Source document
....
Samsung launches super-fast M.2 SSD with PCIe 5.0
Samsung has taken its time with its first real PCIe 5.0 SSD. The 9100 Pro now promises high speed with low power consumption.
(Image: Samsung)
With the SSD 9100 Pro, Samsung presents its first real SSD with PCI Express 5.0. After years of holding back on PCIe 5.0, Samsung is now getting started: The SSD 9100 Pro uses four fast PCIe lanes and is said to achieve 14.8 GB/s when reading and 13.4 GB/s when writing, making the 9100 Pro currently the fastest PCIe SSD for the M.2 slot. The SSD also promises a lot when it comes to accessing random addresses: the 4 TByte version of the 9100 Pro is said to achieve a whopping 2.2 million IOPS when reading, and even 2.6 million when writing. The smaller models are slightly below these figures in individual disciplines, but you won't notice any differences in practice.
According to the data sheet, the maximum power consumption is a maximum of 9 watts. This is on a par with the 5.0 controller SM2508 from Silicon Motion, which is advertised as particularly energy-efficient. Samsung claims an increase in power consumption of 2.5 watts with double the performance compared to the SSD 990 Pro.
....
[Object position labeling entries]
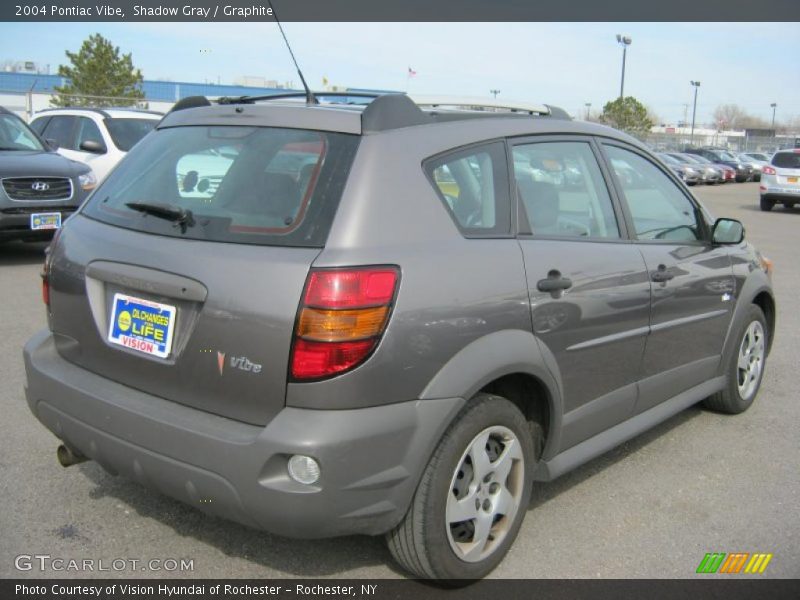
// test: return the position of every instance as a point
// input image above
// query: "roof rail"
(190, 102)
(285, 95)
(472, 103)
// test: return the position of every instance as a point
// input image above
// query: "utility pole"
(695, 85)
(624, 41)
....
What to work on
(A) In the Samsung SSD article, reproduce the passage that opens with the words containing "According to the" and closes with "SSD 990 Pro.", substituting "spec sheet" for "data sheet".
(B) Write the next part of the article on Samsung's 9100 Pro SSD, picking up after its final sentence.

Answers by task
(A)
According to the spec sheet, the maximum power consumption is a maximum of 9 watts. This is on a par with the 5.0 controller SM2508 from Silicon Motion, which is advertised as particularly energy-efficient. Samsung claims an increase in power consumption of 2.5 watts with double the performance compared to the SSD 990 Pro.

(B)
Late to the party
The first SSDs with PCIe 5.0 came onto the market almost two years ago: The Gigabyte Aorus Gen5 10000 achieved, as the name suggested, 10 GByte/s read speeds. Like many of its successors, it used the Phison E26 controller, which, apart from its high speed, was known above all for its power-hungry performance.
For years, however, Samsung held back with the 5.0 SSDs. With the SSD 990 Evo and 990 Evo Plus from last year, the controller was able to use two PCIe 5.0 lanes (as an alternative to PCIe 4.0 x4), but this was only sufficient for a maximum of 7.3 GByte/s – no competition for the now established 5.0 range of competitors.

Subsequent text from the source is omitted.